[start EXTRACT PROVIDED]
1st time: Around mid November 2009, I got home from working a 12, and my wife was watching our grandson who was only a couple of months old. I step out the back onto the patio (back of my house points dead south) to burn a cigarette and have a Budlight and immediately notice a bright, and I mean like 5x Venus bright, orange light about 20 deg above the horizon, south southwest. I've been in aviation since I was 18, and 100% of that military jets. I know FAA rules and regs., and ORANGE is NOT a color allowed on anything flying, anywhere on the planet. It wasn't moving at all, and seemed pretty steady in it's intensity. I watched it for a full 10 minutes, went in the house and told the wife to "check this sh*t out!". Grabbed another cig, and we both watched it for another 5 - 10 minutes. It all the sudden started blinking, and fading in and out for around 15 seconds, then, poof, it was gone. We look at each other, and she was expecting me to tell her what it was....I had no idea.
[end EXTRACT PROVIDED]
STATED GOAL 1: In the sighting account, for roughly how long did the orange light blink and fade in and out before it vanished?
[start INPUT RECORDS]
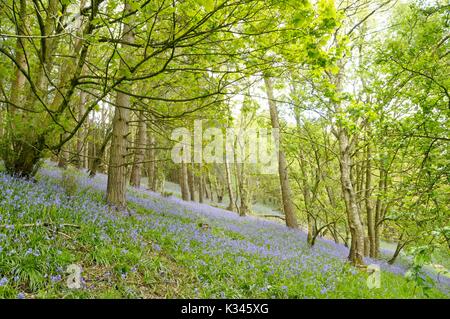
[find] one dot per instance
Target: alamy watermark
(374, 278)
(258, 146)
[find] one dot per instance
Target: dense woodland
(359, 91)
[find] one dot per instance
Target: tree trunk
(139, 143)
(80, 159)
(229, 186)
(184, 181)
(356, 256)
(288, 206)
(369, 207)
(98, 154)
(191, 182)
(200, 183)
(151, 170)
(117, 170)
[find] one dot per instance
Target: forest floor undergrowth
(164, 247)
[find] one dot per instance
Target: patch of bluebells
(249, 244)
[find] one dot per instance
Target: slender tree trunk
(244, 208)
(356, 256)
(200, 183)
(80, 159)
(380, 206)
(184, 181)
(140, 143)
(151, 166)
(369, 206)
(229, 186)
(191, 182)
(288, 206)
(117, 170)
(97, 154)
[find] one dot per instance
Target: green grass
(155, 265)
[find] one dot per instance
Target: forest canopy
(356, 91)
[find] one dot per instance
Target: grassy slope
(160, 250)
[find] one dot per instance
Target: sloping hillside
(164, 247)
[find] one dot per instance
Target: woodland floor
(164, 247)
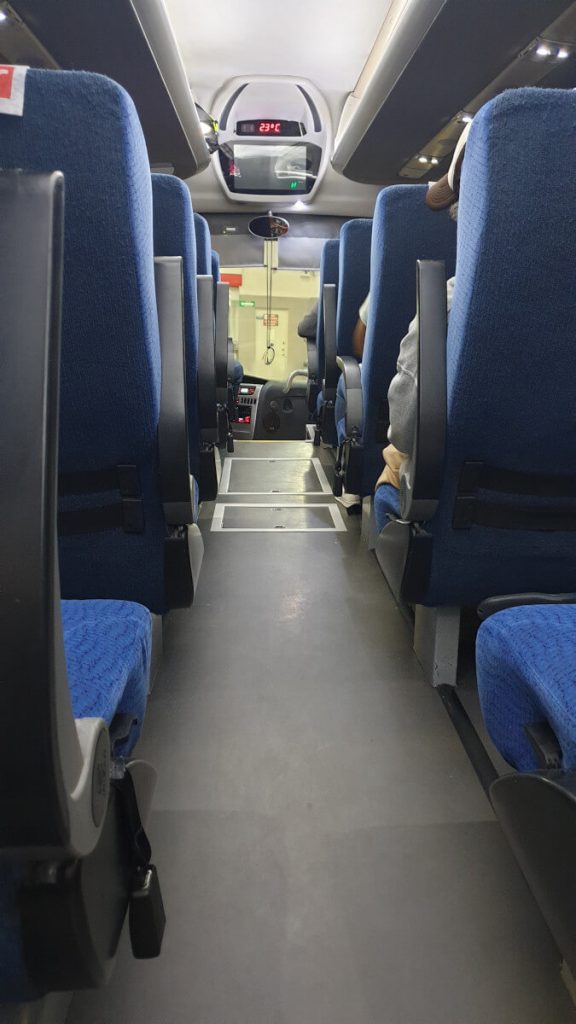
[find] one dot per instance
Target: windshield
(264, 332)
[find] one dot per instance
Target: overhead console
(274, 137)
(130, 41)
(436, 62)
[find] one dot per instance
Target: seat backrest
(354, 279)
(328, 275)
(174, 236)
(203, 246)
(511, 349)
(215, 266)
(87, 127)
(404, 230)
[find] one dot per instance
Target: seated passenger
(359, 335)
(358, 340)
(403, 393)
(307, 327)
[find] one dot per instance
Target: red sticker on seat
(6, 80)
(12, 86)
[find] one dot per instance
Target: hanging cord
(270, 353)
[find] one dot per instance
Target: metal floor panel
(270, 450)
(266, 518)
(274, 476)
(326, 853)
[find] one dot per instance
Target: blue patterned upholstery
(386, 503)
(174, 236)
(511, 343)
(203, 245)
(526, 667)
(403, 231)
(108, 647)
(328, 275)
(87, 126)
(215, 266)
(354, 280)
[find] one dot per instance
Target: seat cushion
(386, 503)
(108, 652)
(108, 648)
(526, 667)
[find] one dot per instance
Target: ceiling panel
(322, 40)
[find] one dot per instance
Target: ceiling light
(543, 50)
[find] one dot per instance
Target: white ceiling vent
(275, 139)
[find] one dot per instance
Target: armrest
(330, 368)
(207, 400)
(53, 771)
(422, 474)
(353, 387)
(493, 604)
(312, 354)
(172, 424)
(220, 341)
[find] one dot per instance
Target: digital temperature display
(262, 127)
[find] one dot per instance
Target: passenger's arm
(421, 476)
(403, 392)
(358, 339)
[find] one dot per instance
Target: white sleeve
(364, 309)
(403, 392)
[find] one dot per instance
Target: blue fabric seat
(203, 245)
(386, 503)
(354, 279)
(86, 126)
(404, 230)
(510, 363)
(526, 668)
(174, 235)
(108, 648)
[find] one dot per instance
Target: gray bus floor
(326, 853)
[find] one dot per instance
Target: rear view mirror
(269, 227)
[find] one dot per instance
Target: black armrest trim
(172, 424)
(493, 604)
(220, 341)
(312, 354)
(330, 350)
(353, 387)
(40, 758)
(207, 400)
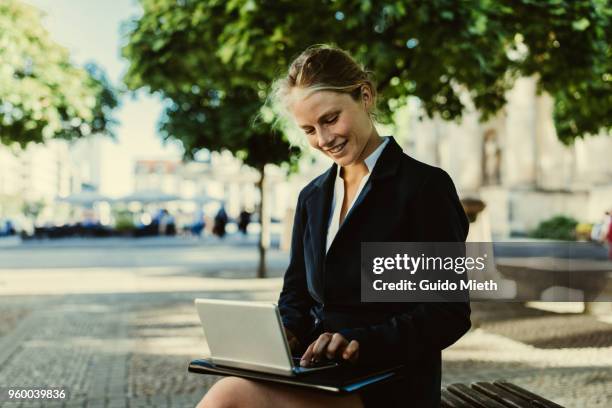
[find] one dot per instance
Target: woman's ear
(366, 97)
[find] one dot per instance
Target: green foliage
(42, 94)
(558, 227)
(188, 49)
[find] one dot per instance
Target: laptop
(250, 335)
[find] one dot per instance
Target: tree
(42, 94)
(200, 53)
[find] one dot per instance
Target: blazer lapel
(386, 166)
(318, 206)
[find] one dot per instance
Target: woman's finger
(320, 346)
(351, 352)
(336, 346)
(307, 356)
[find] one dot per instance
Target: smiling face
(336, 124)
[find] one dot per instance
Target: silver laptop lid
(245, 334)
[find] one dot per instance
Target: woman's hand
(330, 346)
(294, 343)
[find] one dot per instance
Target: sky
(91, 31)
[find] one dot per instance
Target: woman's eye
(332, 120)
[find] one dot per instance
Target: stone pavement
(123, 336)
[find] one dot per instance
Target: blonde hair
(320, 67)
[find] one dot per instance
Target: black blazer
(404, 200)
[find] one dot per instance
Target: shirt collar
(371, 160)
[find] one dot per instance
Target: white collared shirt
(334, 224)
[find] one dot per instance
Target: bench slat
(521, 392)
(449, 400)
(504, 396)
(474, 397)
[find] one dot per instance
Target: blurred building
(41, 173)
(516, 164)
(212, 177)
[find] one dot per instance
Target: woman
(373, 192)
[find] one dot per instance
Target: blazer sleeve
(295, 302)
(430, 326)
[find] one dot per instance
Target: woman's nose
(324, 139)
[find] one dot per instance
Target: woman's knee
(231, 392)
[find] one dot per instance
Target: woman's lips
(337, 149)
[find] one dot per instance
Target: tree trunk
(264, 221)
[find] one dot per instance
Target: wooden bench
(498, 394)
(533, 275)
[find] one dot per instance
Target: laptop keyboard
(322, 363)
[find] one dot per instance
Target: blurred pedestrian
(608, 229)
(220, 222)
(244, 219)
(198, 224)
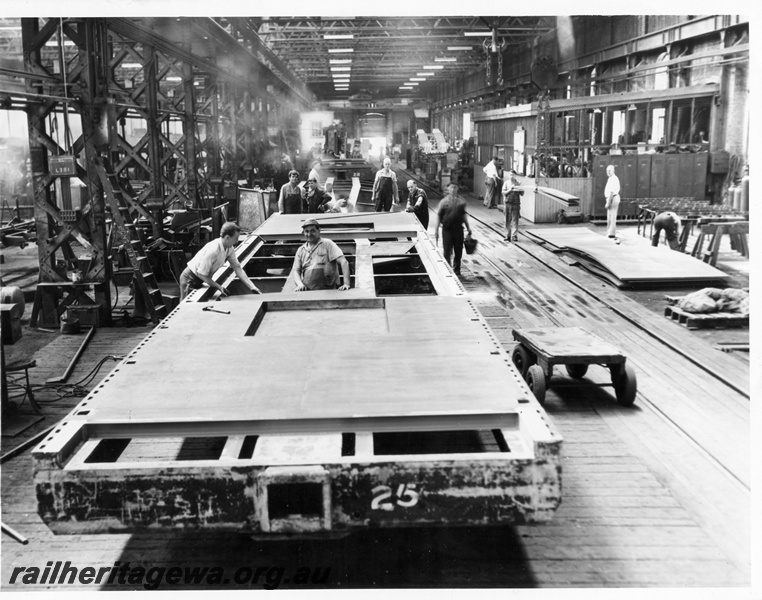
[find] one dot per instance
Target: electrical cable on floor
(66, 390)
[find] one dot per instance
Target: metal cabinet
(651, 176)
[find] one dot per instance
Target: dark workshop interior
(365, 302)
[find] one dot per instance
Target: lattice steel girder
(86, 227)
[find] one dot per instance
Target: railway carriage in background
(314, 413)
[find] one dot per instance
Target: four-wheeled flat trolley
(576, 348)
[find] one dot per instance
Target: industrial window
(658, 116)
(661, 75)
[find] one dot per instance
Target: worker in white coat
(613, 187)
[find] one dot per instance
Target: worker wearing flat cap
(210, 258)
(317, 262)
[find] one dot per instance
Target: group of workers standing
(318, 261)
(511, 192)
(313, 198)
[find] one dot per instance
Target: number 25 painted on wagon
(406, 497)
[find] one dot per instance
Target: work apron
(385, 194)
(292, 201)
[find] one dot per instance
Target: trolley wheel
(536, 381)
(576, 371)
(523, 359)
(625, 384)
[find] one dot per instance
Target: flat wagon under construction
(313, 413)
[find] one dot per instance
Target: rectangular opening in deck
(320, 317)
(286, 500)
(151, 449)
(439, 442)
(405, 284)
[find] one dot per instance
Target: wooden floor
(654, 495)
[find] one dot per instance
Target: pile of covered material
(710, 300)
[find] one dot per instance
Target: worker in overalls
(451, 215)
(291, 199)
(209, 259)
(417, 203)
(670, 223)
(512, 206)
(385, 192)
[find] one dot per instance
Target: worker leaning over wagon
(210, 258)
(670, 223)
(317, 262)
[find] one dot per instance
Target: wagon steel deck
(391, 404)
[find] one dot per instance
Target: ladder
(122, 208)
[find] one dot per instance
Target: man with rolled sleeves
(317, 262)
(512, 203)
(210, 258)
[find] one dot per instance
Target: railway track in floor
(678, 387)
(551, 312)
(629, 515)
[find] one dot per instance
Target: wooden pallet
(718, 320)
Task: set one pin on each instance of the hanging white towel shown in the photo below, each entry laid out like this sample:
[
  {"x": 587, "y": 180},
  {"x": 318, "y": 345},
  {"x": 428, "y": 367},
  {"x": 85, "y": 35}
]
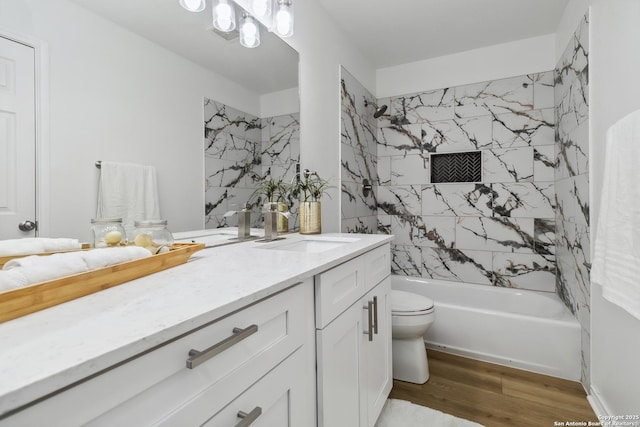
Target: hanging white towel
[
  {"x": 128, "y": 191},
  {"x": 616, "y": 263}
]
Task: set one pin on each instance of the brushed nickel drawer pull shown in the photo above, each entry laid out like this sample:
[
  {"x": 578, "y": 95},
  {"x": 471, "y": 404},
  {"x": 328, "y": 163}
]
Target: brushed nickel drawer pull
[
  {"x": 369, "y": 308},
  {"x": 198, "y": 357},
  {"x": 248, "y": 419},
  {"x": 375, "y": 315}
]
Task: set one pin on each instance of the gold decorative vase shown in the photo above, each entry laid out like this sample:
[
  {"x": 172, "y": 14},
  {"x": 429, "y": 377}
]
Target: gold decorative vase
[{"x": 310, "y": 218}]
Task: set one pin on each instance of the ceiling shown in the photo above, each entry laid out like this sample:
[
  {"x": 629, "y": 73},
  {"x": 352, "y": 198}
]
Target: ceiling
[
  {"x": 388, "y": 32},
  {"x": 393, "y": 32},
  {"x": 271, "y": 67}
]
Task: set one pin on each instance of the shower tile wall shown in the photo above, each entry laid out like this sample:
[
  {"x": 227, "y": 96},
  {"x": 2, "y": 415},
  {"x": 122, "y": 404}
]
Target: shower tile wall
[
  {"x": 358, "y": 157},
  {"x": 240, "y": 150},
  {"x": 498, "y": 231},
  {"x": 572, "y": 183}
]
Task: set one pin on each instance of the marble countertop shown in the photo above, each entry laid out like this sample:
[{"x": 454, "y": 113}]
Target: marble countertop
[{"x": 50, "y": 349}]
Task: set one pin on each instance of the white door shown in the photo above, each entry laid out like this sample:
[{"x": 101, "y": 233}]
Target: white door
[{"x": 17, "y": 140}]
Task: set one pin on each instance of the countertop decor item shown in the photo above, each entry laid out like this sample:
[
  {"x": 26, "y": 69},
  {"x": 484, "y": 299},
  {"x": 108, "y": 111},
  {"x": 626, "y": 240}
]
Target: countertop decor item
[
  {"x": 309, "y": 189},
  {"x": 276, "y": 192},
  {"x": 32, "y": 298}
]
[end INPUT RECORDS]
STATED GOAL 2: Collect every line of the records that contains the string "this", matching case exactly.

FULL ANSWER 1: Around 15 seconds.

FULL ANSWER 2:
Task: set one pin on each instance of the hanging white towel shown in the photo below, each entry laid out like this sample:
Task: set one pin on each instance of the brushed nickel drawer pull shown in the photo above, each entry laid out like this sample:
Task: set one pin on each instance of the gold decorative vase shown in the photo above, each entry laid out like this sample:
Task: set one pin on each instance of the ceiling shown in the photo above, each entry laid out like this sample:
Task: set one pin on each instance of the shower tile wall shown in the photo above, each entry laid out like this sample:
Task: set one pin on each instance of the marble countertop shown in the photo above, each entry laid out like this sample:
Task: set one pin on each instance of the white door shown in the photo above, each entry laid out like this sample:
Task: set one pin on each instance of the countertop decor item shown in the photo above, each entry laid out like this sample:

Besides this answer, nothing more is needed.